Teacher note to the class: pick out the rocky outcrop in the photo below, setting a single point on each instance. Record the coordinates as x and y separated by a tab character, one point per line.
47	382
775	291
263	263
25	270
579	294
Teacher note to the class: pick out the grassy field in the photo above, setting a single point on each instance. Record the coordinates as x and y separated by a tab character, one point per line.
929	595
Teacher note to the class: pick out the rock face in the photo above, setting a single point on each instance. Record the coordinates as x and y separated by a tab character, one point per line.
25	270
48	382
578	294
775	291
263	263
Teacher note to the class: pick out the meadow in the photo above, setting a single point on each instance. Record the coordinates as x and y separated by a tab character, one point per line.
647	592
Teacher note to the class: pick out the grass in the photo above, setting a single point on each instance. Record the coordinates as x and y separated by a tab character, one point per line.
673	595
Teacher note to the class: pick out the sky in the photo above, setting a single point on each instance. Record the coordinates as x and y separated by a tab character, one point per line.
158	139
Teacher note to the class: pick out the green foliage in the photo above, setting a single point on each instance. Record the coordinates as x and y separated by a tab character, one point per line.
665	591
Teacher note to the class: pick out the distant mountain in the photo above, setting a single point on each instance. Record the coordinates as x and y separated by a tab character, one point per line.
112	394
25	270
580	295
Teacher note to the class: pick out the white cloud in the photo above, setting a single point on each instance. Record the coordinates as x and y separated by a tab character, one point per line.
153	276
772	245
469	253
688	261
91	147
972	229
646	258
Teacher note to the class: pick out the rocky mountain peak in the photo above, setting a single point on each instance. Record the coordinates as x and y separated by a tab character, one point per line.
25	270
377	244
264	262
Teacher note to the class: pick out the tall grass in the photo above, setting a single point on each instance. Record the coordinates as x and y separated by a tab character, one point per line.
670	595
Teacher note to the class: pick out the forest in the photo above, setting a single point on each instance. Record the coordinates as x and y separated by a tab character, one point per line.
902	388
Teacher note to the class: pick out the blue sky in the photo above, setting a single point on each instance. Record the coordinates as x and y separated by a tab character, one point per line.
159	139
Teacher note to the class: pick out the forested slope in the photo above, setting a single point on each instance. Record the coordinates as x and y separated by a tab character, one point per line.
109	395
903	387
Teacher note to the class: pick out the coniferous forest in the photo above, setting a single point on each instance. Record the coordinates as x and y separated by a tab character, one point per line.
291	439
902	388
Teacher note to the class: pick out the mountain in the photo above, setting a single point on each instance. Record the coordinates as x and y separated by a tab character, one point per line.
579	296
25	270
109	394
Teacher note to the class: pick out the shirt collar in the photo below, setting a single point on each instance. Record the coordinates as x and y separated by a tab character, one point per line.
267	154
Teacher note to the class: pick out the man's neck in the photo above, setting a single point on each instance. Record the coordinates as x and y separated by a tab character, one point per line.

_____

**WHAT THE TASK ASKS**
What you hand back must match the records above exactly.

**TASK RESPONSE**
Teacher note to the class: pick out the rocky outcrop in the photo below, setting a single point on each instance. Record the coordinates as x and y separated by a tab character, one point per line.
47	382
775	291
263	263
25	270
579	294
Teacher note to the class: pick out the grassy field in the photo above, setting a single point on each instance. Record the coordinates as x and y separated by a tab character, one point per line.
929	595
Teacher note to the class: pick out the rock face in the photo above, setting a single point on each instance. Record the coordinates as x and y separated by a tab character, one point per line.
25	270
48	382
578	294
775	291
263	263
Teacher note to the class: pick out the meadow in the photo above, setting a single point on each instance. Record the coordinates as x and y separated by a tab character, one point per line.
647	592
Teacher note to the class: pick out the grass in the photo above, setting a single point on each instance. Record the coordinates as x and y separated by a tab character, one point per line.
673	595
Teacher note to the class: pick out the sky in the photo above, setting a single point on each instance. Record the coordinates as x and y separated by a tab character, one point per line.
158	139
Teacher note to the class: pick out the green foliage in the photo above, setting a single point on each instance. Record the coordinates as x and y separated by a tab character, one point per line.
665	591
Teacher note to the class: pick out the distant mountain in the photo above, setting a single point on each instance. Record the coordinates as x and y separated by a tab character, one point per line.
112	394
25	270
580	295
Teacher note to the class: pick out the white cloud in the photo above, setting a single point on each instance. Record the coordinates as x and y separated by a tab character, one point per line.
153	276
772	245
469	253
688	261
91	147
972	229
646	258
Teacher note to the class: pick out the rocky mountain peak in the photo above, setting a single point on each instance. Record the coordinates as x and y separated by a tab character, one point per line.
25	270
377	244
264	262
Teacher note to the class: pick out the tall grass in the photo above, setting a single point on each instance. Record the coordinates as x and y separated by a tab character, one point per line.
670	595
Teacher note to the class: pick out the forest in the photo above, setting a single point on each instance. Record the coordinates as x and y separated by a tab character, one point per line.
902	388
Teacher note to the class: pick out the blue sky in the photo above, setting a single point on each instance. Record the coordinates as x and y separated by a tab character, one point per line.
159	139
Teacher note to the class: pick out the forested slope in the photo above, setting a single point on each instance. Record the coordinates as x and y separated by a tab character, one point per line.
109	395
903	387
Teacher note to the class: pick out the coniferous forest in the photo above, setting a single point on each instance. Record the coordinates as x and y separated by a tab character, one point per line.
291	439
902	388
Teacher note to the class: pick out the mountain in the photo above, setting a single point on each instance. Record the coordinates as x and y separated by a tab character, one point per line.
579	296
25	270
109	394
Teacher note to the class: pick out the shirt collar in the photo below, setting a single point on each instance. Record the coordinates as x and y separated by a tab character, one point per line.
267	154
Teacher note to the class: pick out the man's neck in the photo above, setting a single point on each instance. Record the coordinates as x and y separated by a tab character, one point per line.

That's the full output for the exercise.